**Description of the task**
Restate each of the lines below word for word and drop every picture.

### Excerpted records ###

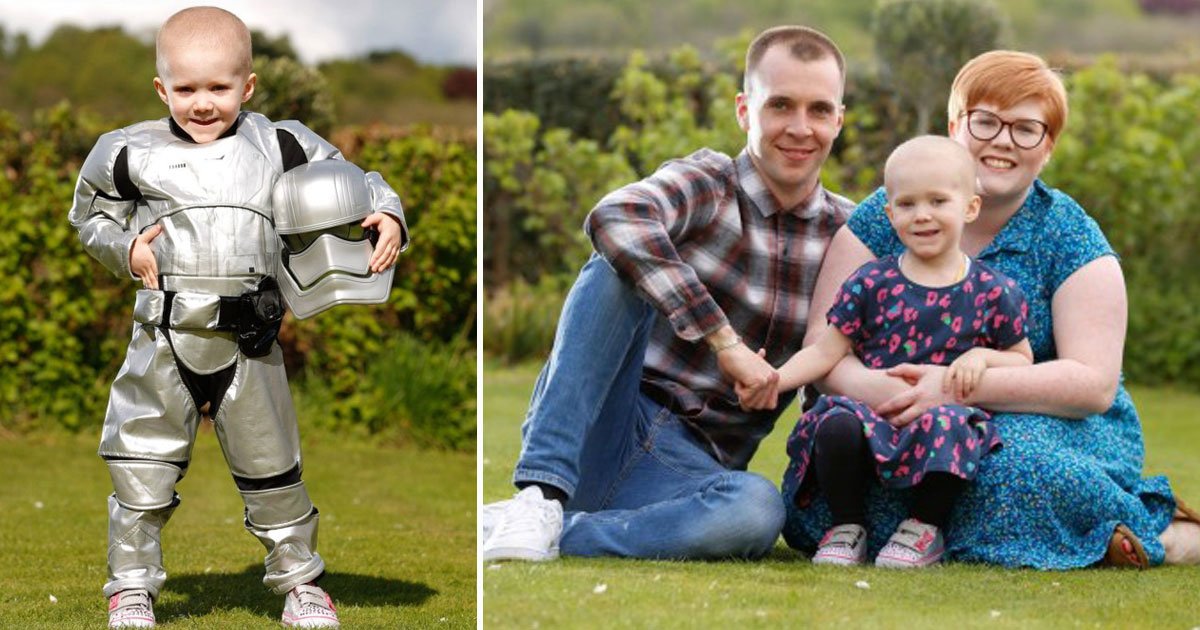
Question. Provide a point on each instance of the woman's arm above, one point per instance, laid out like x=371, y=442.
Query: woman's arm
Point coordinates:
x=1089, y=312
x=850, y=376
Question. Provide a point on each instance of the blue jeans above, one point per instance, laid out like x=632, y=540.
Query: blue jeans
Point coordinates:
x=641, y=484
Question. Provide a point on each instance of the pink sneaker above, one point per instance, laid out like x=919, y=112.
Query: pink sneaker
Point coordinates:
x=913, y=545
x=309, y=606
x=843, y=546
x=131, y=609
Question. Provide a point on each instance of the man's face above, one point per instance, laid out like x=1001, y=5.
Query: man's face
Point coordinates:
x=204, y=90
x=791, y=114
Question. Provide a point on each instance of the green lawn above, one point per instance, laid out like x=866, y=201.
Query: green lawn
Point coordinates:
x=396, y=532
x=786, y=591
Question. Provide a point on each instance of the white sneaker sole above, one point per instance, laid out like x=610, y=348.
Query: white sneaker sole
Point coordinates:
x=897, y=563
x=519, y=553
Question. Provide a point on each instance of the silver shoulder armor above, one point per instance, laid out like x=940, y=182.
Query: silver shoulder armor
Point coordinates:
x=313, y=145
x=100, y=214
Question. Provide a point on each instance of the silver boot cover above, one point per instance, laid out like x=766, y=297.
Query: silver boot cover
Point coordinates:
x=285, y=521
x=135, y=549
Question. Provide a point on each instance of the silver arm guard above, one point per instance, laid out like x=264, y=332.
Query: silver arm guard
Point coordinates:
x=99, y=214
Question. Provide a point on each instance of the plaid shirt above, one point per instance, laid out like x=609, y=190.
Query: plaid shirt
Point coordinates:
x=707, y=244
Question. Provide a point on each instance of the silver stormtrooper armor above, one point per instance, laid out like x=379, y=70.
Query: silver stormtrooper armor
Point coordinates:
x=217, y=256
x=318, y=214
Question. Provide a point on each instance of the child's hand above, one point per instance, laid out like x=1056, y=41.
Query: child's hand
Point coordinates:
x=965, y=372
x=388, y=246
x=142, y=261
x=763, y=396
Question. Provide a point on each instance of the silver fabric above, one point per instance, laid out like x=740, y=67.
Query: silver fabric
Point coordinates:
x=330, y=270
x=291, y=559
x=144, y=485
x=214, y=204
x=135, y=549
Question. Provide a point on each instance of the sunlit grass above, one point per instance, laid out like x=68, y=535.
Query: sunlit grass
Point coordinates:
x=785, y=591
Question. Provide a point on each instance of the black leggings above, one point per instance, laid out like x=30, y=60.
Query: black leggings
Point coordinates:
x=844, y=467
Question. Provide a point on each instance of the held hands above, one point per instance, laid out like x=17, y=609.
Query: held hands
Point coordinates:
x=388, y=246
x=142, y=261
x=925, y=393
x=765, y=396
x=964, y=373
x=755, y=381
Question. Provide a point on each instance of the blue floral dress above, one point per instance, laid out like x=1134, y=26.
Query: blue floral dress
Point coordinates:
x=891, y=319
x=1051, y=497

###

**Exercise result**
Question. Provide a point on each instance of the woman's arm above, one point per instance, laid out like x=371, y=442.
Query: woman's arm
Point coordinates:
x=1089, y=312
x=850, y=376
Question. Provide a point on each instance of the blue jeans above, one point per instance, laid out like x=632, y=540.
Query: blue jeans
Point coordinates:
x=641, y=484
Question. Provide a point on each instance of the pink sneaker above, one point per instance, laid out like x=919, y=112.
Query: pink sneaker
Point coordinates:
x=913, y=545
x=309, y=606
x=843, y=546
x=131, y=609
Question. Provide a point on each instance of the man's face above, one point per instance, laid out like x=1001, y=5.
Query: man's face
Point coordinates:
x=204, y=90
x=791, y=114
Question. Provide a point on each instance of the green lawn above, one point per instance, laid out like x=866, y=201.
Query: green lawn
Point coordinates:
x=396, y=532
x=786, y=591
Question. Provide a point on each instance of the white sneaker sole above, one point per instance, laid out like x=610, y=348.
Query: white sneaker sole
Point coordinates:
x=897, y=563
x=519, y=553
Question. Provide a point on each instance of the silver shoulder armor above, one point per instance, laid out like x=940, y=182.
Query: silver shoulder armor
Point coordinates:
x=313, y=145
x=100, y=214
Question. Provide a point on each instance of the silver boot cover above, one point per instance, laid out like x=766, y=297.
Query: silver boot cover
Point coordinates:
x=285, y=521
x=135, y=549
Question. Provide a point on each instance of the silver arm guard above, one point per instance, laid out like x=264, y=332.
Query: silver arm guard
Point coordinates:
x=99, y=214
Question. Provide a point on each instance of the plaid shirt above, one point per instance, laid out like x=609, y=190.
Query: plaid shirt
Point coordinates:
x=707, y=244
Question. Provide a point on each instance of the silver stormtrooper armor above, one point per instance, laid out like x=379, y=70.
Query: silver stormtrooper armor
Point coordinates:
x=217, y=256
x=318, y=214
Question. Provide a point on each instance of the child's hand above, one point per instance, laid out like x=1056, y=41.
Query: child's hand
Point coordinates:
x=965, y=372
x=388, y=246
x=142, y=261
x=763, y=396
Question. Provide a point on each instance of the silver fabric above, one point per instance, laid out like x=740, y=67.
Query: silver fabric
Point coordinates:
x=330, y=270
x=291, y=559
x=144, y=485
x=214, y=204
x=135, y=549
Question. Provide a point on each instance of the sunlit grass above, one point per instance, laid out like x=68, y=535.
Query: sunlit grass
Point coordinates:
x=785, y=591
Question. Provide a point on each instance of the black leggings above, one point per instance, laid out like x=30, y=60.
Query: black leggings
Point coordinates:
x=844, y=467
Question. Provide a point on each instance of the held hands above, one point per instance, laid out like x=17, y=609.
Query: held hands
Point coordinates:
x=388, y=246
x=142, y=261
x=925, y=393
x=765, y=396
x=964, y=373
x=755, y=381
Question. Provide a point on each instance of the blue floral dress above, one point per instance, laid out like x=1134, y=26.
Query: blue floral dress
Point coordinates:
x=891, y=319
x=1051, y=497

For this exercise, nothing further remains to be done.